>> start ENTRIES SHOWN
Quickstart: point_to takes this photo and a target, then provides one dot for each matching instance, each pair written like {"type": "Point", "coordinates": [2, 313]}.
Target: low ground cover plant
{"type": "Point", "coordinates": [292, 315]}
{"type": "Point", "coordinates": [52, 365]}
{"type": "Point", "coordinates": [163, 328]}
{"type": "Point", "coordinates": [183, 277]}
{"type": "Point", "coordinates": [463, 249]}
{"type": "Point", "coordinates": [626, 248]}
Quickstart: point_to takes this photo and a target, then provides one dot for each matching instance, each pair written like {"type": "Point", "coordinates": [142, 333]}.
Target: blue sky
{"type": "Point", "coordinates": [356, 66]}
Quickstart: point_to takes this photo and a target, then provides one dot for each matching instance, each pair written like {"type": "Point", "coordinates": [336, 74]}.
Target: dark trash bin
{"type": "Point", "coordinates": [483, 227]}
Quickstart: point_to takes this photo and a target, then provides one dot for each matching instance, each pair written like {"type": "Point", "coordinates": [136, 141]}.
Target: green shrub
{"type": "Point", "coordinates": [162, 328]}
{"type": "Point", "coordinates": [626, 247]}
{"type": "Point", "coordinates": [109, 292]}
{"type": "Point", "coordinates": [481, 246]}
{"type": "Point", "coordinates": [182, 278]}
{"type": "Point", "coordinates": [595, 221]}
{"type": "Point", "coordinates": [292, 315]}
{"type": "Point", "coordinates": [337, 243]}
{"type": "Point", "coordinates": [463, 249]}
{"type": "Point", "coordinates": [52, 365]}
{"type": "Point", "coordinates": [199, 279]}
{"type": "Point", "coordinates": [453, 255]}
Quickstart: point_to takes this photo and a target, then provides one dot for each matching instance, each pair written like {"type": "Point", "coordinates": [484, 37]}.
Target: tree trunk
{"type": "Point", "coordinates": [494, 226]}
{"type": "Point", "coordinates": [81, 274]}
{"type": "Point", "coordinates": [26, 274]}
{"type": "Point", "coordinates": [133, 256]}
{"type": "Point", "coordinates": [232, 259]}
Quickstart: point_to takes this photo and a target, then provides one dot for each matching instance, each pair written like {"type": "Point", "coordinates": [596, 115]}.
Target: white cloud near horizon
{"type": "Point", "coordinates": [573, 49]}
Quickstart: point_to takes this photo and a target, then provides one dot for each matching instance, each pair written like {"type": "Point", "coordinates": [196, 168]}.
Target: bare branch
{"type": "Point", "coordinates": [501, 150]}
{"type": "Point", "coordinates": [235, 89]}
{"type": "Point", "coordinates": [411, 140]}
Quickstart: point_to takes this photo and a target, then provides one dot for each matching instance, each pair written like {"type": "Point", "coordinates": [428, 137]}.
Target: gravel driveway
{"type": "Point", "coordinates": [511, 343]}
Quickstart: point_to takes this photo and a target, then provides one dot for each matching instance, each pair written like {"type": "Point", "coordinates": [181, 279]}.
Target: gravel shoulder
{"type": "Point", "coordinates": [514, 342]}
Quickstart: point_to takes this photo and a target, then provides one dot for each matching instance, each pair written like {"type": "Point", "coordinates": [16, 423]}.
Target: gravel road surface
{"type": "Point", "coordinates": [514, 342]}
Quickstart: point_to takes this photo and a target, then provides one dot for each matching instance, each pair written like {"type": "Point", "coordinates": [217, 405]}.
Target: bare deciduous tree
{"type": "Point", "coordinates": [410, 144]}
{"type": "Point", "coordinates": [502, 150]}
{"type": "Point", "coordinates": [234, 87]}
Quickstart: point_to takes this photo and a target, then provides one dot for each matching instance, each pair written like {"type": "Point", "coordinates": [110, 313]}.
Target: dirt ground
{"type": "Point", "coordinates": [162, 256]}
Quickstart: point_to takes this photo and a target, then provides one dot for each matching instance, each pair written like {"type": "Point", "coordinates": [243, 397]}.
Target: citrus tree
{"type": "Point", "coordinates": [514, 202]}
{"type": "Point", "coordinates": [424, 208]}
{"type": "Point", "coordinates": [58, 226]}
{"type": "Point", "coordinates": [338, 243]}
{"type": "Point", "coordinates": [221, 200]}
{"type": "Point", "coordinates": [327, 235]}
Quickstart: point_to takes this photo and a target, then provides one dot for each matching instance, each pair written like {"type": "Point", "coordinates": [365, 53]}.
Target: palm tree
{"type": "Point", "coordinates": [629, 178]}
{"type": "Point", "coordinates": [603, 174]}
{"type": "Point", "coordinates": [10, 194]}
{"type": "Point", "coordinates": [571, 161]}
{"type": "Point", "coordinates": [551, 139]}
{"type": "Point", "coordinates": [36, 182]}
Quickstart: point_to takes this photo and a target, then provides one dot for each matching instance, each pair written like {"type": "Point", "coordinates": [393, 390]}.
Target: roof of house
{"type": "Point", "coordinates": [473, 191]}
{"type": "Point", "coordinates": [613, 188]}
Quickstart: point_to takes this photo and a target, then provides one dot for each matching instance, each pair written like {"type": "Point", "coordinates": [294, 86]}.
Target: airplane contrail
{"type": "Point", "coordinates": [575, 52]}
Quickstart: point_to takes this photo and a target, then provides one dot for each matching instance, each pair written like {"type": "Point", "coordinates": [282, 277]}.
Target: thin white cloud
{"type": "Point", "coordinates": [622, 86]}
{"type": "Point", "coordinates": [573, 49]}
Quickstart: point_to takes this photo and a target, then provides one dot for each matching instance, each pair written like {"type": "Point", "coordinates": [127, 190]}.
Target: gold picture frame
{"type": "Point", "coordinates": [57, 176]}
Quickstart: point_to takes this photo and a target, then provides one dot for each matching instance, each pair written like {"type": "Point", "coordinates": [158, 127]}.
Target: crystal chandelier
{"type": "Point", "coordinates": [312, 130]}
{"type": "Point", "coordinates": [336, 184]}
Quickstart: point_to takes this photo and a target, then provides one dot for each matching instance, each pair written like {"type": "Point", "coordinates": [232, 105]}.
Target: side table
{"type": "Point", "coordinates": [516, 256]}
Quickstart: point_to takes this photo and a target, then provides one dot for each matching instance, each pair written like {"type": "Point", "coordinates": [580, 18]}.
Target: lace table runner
>> end ENTRIES SHOWN
OBJECTIVE:
Which lines of the data above contain the word "white"? Show each of them in full, treating case as significant.

SOLVED PROBLEM:
Target: white cloud near horizon
Target: thin white cloud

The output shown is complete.